• Records taken from a collection:
○ ○ ○ ○ ○
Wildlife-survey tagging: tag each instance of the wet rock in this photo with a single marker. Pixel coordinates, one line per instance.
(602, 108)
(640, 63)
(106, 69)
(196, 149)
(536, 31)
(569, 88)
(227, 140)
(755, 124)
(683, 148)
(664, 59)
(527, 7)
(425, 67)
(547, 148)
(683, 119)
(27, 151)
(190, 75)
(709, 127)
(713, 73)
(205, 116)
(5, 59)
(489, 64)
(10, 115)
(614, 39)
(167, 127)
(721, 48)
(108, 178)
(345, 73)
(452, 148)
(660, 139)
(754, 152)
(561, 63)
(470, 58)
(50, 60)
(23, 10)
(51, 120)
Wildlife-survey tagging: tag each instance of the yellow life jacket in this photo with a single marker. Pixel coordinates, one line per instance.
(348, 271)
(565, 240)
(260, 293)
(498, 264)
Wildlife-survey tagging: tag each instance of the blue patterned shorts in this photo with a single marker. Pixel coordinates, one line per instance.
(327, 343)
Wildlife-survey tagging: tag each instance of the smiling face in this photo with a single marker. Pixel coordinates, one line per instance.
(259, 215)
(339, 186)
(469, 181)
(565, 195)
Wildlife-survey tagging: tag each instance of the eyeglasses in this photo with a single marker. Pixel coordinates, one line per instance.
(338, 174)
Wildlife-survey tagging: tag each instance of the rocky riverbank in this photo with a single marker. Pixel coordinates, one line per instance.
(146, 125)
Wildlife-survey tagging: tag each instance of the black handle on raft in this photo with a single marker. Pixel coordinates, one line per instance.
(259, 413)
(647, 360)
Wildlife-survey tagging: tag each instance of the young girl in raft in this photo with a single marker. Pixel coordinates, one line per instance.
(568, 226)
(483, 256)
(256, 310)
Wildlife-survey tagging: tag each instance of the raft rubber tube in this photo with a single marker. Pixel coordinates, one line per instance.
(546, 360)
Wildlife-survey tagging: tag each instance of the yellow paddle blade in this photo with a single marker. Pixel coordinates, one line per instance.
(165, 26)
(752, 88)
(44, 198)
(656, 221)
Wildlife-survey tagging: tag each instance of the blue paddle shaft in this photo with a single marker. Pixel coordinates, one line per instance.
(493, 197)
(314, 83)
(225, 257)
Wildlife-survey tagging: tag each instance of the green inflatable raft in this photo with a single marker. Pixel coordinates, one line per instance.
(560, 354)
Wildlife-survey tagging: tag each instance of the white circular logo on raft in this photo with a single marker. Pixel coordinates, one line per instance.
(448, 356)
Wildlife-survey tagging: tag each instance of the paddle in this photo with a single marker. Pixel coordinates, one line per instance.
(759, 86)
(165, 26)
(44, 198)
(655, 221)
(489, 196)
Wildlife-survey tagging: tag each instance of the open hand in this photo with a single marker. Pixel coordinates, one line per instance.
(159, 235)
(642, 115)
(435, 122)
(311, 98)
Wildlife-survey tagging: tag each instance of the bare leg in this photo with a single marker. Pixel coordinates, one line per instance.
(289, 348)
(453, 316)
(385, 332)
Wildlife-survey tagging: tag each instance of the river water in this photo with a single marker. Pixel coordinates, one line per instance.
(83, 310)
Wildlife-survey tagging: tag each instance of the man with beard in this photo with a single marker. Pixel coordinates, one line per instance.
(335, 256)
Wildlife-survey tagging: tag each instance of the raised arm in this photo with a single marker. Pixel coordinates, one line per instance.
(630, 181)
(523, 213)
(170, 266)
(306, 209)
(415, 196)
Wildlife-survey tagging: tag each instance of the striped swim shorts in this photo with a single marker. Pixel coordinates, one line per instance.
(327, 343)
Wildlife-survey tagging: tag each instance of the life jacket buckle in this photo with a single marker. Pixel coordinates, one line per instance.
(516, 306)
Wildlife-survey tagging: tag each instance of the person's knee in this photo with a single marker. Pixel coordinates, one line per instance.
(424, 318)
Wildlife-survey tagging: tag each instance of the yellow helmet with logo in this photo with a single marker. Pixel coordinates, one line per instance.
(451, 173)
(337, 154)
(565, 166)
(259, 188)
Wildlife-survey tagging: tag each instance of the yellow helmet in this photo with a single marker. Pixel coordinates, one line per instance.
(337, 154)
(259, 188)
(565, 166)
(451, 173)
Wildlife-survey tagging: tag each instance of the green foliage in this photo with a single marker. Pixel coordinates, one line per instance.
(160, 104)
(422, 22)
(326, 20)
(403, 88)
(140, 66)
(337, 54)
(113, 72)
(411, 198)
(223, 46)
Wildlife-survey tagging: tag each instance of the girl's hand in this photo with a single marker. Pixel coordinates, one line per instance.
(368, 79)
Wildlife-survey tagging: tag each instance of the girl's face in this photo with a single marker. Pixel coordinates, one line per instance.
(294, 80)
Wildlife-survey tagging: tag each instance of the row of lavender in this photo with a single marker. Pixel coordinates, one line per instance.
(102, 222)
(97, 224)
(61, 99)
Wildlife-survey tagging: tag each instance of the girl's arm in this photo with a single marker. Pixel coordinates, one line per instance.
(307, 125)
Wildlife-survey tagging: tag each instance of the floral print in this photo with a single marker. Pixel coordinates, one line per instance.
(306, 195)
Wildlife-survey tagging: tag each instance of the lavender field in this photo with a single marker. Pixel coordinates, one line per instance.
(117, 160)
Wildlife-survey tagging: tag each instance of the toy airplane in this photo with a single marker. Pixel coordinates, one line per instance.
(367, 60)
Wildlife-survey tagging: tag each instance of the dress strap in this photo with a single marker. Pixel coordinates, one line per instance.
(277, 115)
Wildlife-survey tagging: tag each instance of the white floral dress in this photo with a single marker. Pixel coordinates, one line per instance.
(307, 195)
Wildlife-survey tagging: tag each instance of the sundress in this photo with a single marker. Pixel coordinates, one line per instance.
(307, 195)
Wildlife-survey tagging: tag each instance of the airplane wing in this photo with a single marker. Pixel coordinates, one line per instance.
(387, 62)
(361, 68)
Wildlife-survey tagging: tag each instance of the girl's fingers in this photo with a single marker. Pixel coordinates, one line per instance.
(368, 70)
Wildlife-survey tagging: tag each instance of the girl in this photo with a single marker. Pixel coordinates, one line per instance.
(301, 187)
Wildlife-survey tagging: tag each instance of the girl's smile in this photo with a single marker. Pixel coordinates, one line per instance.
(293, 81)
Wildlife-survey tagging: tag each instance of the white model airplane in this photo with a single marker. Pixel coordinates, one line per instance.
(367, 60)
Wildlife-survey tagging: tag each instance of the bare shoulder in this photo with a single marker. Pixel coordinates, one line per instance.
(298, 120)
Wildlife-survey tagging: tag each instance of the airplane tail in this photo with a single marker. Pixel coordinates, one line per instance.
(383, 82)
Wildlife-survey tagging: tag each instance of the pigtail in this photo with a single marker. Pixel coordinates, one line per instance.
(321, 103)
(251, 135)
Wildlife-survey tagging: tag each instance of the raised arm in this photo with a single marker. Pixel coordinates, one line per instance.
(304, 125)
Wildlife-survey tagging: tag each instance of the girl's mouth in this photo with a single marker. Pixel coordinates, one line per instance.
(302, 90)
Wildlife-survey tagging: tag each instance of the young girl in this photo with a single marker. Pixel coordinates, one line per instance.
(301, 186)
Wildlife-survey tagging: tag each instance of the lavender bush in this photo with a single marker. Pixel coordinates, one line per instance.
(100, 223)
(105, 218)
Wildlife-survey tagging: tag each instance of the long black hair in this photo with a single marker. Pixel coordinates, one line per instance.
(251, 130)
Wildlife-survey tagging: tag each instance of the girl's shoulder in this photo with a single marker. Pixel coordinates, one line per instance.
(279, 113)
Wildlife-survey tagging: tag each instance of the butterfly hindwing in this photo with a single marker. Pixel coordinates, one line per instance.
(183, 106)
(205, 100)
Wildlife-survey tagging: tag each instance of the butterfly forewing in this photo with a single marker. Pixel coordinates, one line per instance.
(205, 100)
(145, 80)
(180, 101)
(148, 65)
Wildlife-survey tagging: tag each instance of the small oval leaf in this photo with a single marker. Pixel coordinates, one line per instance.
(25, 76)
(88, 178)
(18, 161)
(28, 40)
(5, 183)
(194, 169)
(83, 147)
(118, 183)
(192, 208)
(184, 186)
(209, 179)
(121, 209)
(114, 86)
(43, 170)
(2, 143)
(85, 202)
○ ○ ○ ○ ○
• WORK TO COMPLETE: Copy out word for word the stretch of the records from the line containing "Wildlife-survey tagging: tag each instance of the girl's mouth" through the end of the records.

• SOLUTION FOR THIS EXERCISE:
Wildlife-survey tagging: tag each instance of the girl's mouth in this photo with a single marker. Pixel coordinates, one line per instance.
(302, 90)
Wildlife-survey tagging: tag each instance of the young girl in this photo with a single marker. Pixel coordinates, one line per instance.
(301, 186)
Wildlife-survey tagging: tag each instance of the lavender bush in this photo with a single marker. Pixel coordinates, one line per instance.
(100, 223)
(105, 218)
Wildlife-survey tagging: tag each instance of the long black hair in this photo with a single marker. Pixel coordinates, one line per instance.
(251, 130)
Wildlife-survey tagging: tag each instance of the girl's shoulder in this photo with a single marker. Pixel coordinates, one line per instance.
(279, 113)
Wildlife-survey tagging: tag each instance of the butterfly hindwing in this photo with a single marker. Pixel coordinates, one line per instance.
(183, 106)
(205, 100)
Wildlife-survey tagging: tag each instance of the butterfly forewing in this photo with a single marker. Pixel coordinates, one line per instance.
(205, 100)
(145, 80)
(180, 101)
(148, 65)
Wildlife-survey tagging: tag each instance of the small oval leaf in this photo with a single marker. Pixel coordinates, one line per instance.
(25, 76)
(88, 178)
(18, 161)
(28, 40)
(5, 183)
(194, 169)
(83, 147)
(118, 183)
(192, 208)
(184, 186)
(209, 179)
(121, 209)
(114, 86)
(43, 170)
(2, 143)
(85, 202)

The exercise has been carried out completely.